How does it decide whether to serve a web page instead of an audio stream? It guesses whether you're using a web browser. By looking to see whether the User-Agent header starts with Mozilla/.... Because all web browsers are Mozilla, right? Jeez, SHOUTcast.
So when Chrome tries to fetch the audio stream to play, SHOUTcast thinks it's a web browser (well... it is) and refuses to give it the audio stream to put in the audio tag. Instead it gets the admin web page.
(I would guess Safari is passing the icy-metadata header to avoid the problem, having specific support for SHOUTcast. I can't test it at the moment as Safari won't play audio or video. Maybe it wants me to install QuickTime for that. Maybe it can go get stuffed.)
So you'll probably need to add a Flash audio player as fallback.
<audio src="http://85.25.108.20:8090/;" controls autoplay></audio>
This should work fine, but make sure /; is there after the stream URL and port. If you don't need autoplay, remove the "autoplay" tag.
Yes. But its only work in Safari
<!DOCTYPE html>
<audio controls src="http://shoutcast.internet-radio.org.uk:10272/"></audio>
Cause Opera and Firefox did not support non free Codecs
see here: Is it possible to play shoutcast internet radio streams with html5?

## AIM A
Copy the SHOUTcast passage word for word, starting at "So when Chrome" and ending at "admin web page.".

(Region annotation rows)
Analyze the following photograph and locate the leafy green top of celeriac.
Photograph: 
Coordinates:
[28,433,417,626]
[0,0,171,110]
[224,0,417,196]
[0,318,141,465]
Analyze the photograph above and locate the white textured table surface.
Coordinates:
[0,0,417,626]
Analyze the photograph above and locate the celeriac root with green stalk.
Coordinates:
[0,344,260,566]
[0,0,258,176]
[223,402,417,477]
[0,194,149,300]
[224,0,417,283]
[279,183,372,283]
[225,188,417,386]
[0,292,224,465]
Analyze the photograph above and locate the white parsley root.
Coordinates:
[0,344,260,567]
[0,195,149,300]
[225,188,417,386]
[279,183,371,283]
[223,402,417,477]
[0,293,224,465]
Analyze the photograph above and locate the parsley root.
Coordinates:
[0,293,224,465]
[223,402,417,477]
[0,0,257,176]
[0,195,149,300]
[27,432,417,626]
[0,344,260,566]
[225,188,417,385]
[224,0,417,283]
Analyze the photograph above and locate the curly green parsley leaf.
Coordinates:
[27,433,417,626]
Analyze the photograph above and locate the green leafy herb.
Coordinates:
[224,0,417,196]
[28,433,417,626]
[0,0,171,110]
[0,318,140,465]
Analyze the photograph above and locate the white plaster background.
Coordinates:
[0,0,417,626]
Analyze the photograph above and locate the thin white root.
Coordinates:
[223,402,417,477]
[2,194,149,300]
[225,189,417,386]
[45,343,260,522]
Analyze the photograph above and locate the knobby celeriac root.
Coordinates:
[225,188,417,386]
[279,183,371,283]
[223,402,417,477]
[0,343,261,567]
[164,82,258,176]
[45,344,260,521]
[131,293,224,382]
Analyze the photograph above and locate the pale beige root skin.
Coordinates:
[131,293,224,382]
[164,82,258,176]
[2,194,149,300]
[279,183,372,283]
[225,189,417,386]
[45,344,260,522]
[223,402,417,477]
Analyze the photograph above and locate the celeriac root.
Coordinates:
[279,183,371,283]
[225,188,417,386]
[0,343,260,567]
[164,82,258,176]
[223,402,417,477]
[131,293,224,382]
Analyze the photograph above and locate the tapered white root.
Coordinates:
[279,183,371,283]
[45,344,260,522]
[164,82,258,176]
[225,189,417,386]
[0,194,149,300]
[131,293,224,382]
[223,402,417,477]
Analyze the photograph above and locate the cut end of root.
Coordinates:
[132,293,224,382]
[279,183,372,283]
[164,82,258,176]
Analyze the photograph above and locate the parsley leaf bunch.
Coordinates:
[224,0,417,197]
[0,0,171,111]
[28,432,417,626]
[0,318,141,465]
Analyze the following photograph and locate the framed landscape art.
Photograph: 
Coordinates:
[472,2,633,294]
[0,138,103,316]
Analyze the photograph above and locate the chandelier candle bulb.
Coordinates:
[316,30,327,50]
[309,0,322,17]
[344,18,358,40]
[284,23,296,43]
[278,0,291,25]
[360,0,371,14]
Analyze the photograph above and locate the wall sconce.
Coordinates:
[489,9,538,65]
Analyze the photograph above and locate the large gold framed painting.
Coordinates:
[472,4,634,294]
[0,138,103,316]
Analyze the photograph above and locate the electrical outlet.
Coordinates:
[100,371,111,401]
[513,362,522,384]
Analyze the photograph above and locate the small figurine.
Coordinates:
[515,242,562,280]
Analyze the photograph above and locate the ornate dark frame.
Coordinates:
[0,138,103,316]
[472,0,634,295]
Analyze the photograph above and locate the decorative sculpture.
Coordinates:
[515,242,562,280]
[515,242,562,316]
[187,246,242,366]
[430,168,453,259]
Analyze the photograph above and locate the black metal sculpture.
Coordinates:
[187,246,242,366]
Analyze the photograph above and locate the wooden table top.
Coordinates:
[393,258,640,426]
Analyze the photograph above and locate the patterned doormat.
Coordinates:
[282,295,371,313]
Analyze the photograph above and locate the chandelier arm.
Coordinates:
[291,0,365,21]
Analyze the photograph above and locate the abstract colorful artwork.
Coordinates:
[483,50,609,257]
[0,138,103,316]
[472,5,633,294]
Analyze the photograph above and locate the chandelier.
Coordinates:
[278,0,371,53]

## AIM B
Output the lines of the rows as a numbered list, starting at the line that contains "Analyze the photograph above and locate the white textured" and ending at the line that contains "[0,292,224,465]", both included. Give only those lines and skip any blank ones.

## PROBLEM SOLUTION A
So when Chrome tries to fetch the audio stream to play, SHOUTcast thinks it's a web browser (well... it is) and refuses to give it the audio stream to put in the audio tag. Instead it gets the admin web page.

## PROBLEM SOLUTION B
1. Analyze the photograph above and locate the white textured table surface.
2. Coordinates:
3. [0,0,417,626]
4. Analyze the photograph above and locate the celeriac root with green stalk.
5. Coordinates:
6. [0,344,260,566]
7. [0,0,258,176]
8. [223,402,417,477]
9. [0,194,149,300]
10. [224,0,417,283]
11. [279,183,372,283]
12. [225,188,417,386]
13. [0,292,224,465]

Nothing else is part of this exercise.